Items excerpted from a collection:
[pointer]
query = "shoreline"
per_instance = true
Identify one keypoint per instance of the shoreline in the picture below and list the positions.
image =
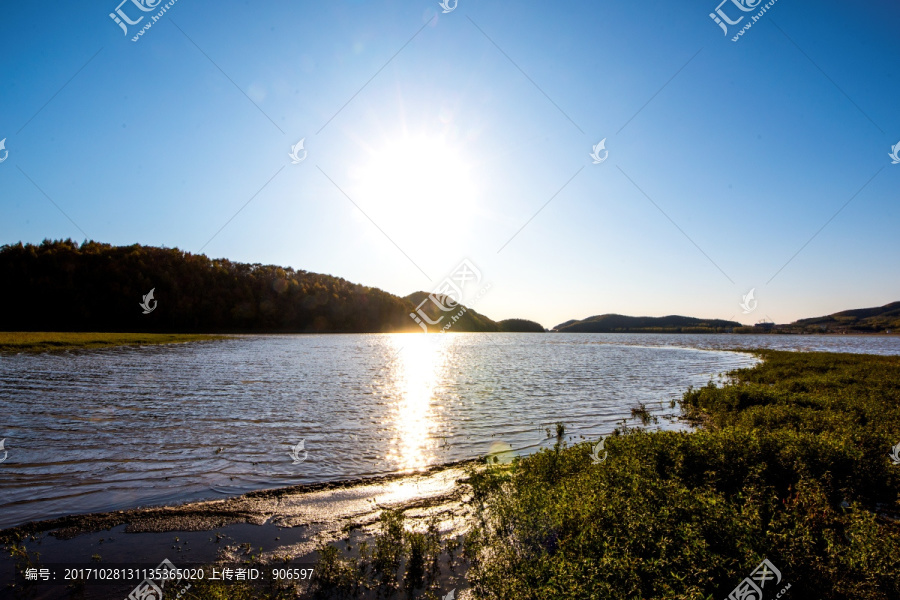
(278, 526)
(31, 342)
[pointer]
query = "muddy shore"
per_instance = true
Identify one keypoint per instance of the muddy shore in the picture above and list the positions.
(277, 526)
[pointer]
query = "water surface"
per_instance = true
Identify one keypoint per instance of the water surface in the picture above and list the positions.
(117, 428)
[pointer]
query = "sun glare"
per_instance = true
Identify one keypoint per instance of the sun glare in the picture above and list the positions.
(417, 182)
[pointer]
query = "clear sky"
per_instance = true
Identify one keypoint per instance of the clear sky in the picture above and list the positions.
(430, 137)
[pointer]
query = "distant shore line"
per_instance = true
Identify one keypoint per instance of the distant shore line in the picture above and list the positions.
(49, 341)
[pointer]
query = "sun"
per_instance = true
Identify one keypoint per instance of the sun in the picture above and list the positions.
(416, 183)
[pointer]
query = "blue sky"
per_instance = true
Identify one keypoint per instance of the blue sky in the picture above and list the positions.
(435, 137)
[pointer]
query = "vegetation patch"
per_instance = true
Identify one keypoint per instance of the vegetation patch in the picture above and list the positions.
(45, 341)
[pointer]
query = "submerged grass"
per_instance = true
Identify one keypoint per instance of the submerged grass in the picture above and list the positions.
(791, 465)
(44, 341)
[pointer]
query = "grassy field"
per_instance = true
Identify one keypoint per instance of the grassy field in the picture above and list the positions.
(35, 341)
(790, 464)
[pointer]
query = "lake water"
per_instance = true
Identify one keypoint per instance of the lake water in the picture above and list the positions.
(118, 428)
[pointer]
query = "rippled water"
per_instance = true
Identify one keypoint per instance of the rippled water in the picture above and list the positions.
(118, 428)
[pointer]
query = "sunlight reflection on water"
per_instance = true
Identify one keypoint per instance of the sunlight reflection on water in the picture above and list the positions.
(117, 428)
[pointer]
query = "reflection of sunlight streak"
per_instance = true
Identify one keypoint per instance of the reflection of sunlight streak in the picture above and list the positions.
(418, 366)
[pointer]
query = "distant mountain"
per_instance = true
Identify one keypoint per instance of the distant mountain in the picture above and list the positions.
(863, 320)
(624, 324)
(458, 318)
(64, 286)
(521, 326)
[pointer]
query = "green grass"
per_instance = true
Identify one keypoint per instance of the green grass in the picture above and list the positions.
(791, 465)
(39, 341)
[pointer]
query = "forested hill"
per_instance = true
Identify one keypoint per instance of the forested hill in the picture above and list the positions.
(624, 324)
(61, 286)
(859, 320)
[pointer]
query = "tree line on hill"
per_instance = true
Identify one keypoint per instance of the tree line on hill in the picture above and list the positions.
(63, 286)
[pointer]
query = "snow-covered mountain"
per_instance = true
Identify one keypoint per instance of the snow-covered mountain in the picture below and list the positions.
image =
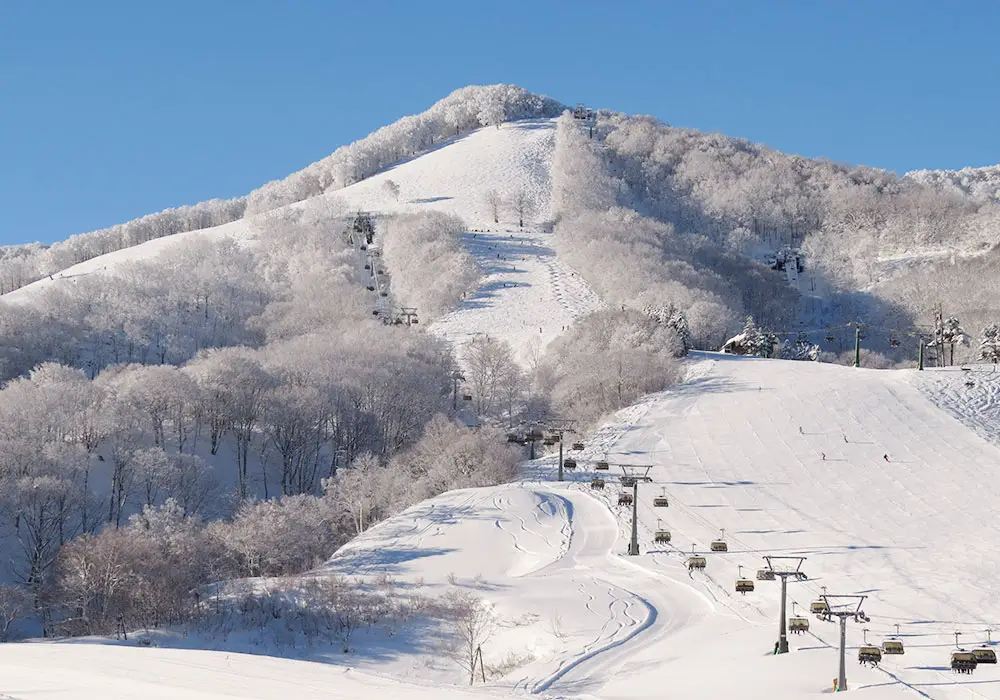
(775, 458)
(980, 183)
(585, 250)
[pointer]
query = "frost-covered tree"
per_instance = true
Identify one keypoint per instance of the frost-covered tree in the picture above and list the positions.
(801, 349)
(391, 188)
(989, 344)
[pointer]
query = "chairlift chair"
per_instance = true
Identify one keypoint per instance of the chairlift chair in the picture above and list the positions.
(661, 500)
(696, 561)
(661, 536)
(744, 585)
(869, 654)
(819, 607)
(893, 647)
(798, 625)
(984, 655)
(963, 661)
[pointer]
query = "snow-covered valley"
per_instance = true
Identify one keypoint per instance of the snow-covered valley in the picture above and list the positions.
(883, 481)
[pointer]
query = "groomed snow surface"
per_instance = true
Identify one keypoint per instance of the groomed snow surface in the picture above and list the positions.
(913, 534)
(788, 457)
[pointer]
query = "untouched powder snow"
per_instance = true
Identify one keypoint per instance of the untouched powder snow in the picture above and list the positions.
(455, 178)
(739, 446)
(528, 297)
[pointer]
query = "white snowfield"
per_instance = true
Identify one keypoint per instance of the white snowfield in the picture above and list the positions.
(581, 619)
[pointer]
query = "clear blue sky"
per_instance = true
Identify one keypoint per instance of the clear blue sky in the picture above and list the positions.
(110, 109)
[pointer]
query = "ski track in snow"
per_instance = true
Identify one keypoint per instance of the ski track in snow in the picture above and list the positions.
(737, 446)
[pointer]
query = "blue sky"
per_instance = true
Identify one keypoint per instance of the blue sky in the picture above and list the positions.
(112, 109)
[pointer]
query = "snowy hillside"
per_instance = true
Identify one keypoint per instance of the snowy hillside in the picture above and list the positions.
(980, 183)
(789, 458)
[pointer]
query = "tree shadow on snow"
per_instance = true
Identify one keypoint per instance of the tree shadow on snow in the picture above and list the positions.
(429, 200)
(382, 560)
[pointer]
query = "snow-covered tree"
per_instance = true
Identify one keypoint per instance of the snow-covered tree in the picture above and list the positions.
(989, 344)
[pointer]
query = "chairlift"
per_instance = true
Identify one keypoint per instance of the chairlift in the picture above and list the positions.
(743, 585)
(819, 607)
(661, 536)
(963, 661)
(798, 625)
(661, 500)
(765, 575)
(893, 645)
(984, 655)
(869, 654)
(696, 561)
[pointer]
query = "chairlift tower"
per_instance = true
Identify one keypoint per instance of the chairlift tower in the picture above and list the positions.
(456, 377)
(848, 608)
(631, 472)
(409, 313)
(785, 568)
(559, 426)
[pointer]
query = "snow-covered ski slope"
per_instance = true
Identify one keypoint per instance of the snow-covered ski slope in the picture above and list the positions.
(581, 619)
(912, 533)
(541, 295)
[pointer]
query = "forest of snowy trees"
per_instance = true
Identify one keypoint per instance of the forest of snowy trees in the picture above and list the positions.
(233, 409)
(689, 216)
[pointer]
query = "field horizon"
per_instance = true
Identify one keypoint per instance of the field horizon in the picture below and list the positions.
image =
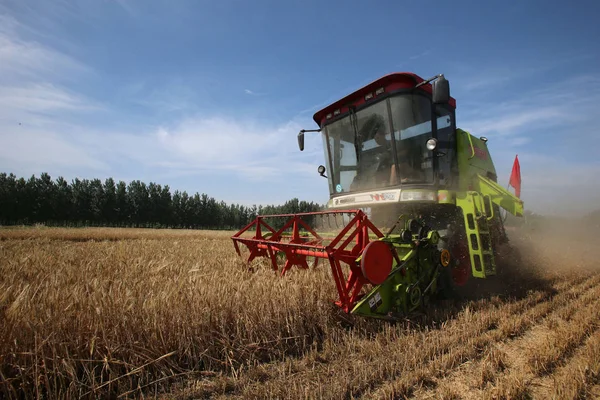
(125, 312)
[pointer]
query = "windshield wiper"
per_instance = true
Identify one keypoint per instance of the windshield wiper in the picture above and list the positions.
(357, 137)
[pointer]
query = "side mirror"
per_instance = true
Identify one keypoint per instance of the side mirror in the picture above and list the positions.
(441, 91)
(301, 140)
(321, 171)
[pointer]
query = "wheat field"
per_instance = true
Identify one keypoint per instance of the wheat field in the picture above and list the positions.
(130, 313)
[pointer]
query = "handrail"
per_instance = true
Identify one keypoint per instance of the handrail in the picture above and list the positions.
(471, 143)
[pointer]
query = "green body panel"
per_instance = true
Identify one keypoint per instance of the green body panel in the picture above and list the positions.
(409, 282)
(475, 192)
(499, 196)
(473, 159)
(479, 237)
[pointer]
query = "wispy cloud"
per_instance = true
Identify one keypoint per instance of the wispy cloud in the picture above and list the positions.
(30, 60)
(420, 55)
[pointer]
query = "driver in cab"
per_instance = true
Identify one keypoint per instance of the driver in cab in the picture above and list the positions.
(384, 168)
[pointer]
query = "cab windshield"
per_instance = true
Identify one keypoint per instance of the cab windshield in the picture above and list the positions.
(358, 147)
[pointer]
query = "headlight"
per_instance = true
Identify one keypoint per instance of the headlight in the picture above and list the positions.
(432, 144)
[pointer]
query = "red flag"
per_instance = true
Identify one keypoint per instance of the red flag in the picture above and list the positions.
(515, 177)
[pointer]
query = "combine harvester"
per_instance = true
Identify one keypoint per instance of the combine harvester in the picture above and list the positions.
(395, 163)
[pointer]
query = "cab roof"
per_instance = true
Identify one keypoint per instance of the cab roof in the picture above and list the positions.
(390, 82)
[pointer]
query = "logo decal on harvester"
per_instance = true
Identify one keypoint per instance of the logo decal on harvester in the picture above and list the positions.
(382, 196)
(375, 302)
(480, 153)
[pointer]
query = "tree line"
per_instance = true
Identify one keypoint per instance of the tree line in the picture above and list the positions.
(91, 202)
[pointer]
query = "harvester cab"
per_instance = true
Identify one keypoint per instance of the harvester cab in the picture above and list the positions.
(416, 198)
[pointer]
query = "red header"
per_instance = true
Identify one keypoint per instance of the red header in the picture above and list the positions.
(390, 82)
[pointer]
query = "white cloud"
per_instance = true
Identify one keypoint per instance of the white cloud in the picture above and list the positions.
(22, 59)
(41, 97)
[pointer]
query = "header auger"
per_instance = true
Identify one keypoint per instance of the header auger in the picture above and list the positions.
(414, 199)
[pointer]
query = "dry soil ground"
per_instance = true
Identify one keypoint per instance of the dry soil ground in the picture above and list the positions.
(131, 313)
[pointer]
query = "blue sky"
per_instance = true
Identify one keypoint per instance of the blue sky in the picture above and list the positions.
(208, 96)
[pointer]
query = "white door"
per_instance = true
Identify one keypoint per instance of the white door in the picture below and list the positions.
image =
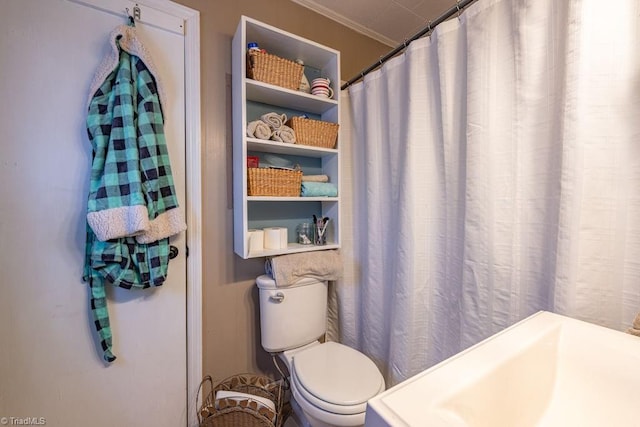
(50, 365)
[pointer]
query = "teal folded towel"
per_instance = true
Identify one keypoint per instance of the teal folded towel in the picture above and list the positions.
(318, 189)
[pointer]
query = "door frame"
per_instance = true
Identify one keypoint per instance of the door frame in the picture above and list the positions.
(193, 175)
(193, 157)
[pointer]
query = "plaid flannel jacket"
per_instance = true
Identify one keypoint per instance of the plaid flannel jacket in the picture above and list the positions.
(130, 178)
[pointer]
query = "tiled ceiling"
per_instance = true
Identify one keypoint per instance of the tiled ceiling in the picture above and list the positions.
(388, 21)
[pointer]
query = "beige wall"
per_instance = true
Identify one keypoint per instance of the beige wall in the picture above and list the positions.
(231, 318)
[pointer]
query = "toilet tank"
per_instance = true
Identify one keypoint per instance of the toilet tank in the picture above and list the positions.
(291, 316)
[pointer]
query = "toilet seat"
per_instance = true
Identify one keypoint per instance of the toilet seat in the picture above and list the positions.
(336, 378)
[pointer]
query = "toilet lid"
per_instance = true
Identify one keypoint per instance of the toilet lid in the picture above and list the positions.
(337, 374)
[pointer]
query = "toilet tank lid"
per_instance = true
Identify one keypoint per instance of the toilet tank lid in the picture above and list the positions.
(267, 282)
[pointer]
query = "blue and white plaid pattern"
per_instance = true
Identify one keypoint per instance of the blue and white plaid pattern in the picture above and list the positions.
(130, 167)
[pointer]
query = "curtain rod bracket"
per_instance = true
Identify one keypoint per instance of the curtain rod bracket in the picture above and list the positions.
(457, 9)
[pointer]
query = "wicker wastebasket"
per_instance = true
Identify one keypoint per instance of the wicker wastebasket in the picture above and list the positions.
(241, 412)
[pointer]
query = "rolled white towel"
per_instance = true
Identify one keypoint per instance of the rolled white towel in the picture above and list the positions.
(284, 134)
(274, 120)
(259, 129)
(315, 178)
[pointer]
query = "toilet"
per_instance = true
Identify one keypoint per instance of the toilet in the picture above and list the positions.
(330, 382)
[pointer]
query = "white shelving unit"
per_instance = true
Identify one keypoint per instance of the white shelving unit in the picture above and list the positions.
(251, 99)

Aim of the exercise — Show every line of the items above that contains the word "wastebasket", copying each one in full.

Completed task —
query = "wicker wastebasket"
Identify one keypoint per instance of the wicker wastebasket in the picture above and list the positions.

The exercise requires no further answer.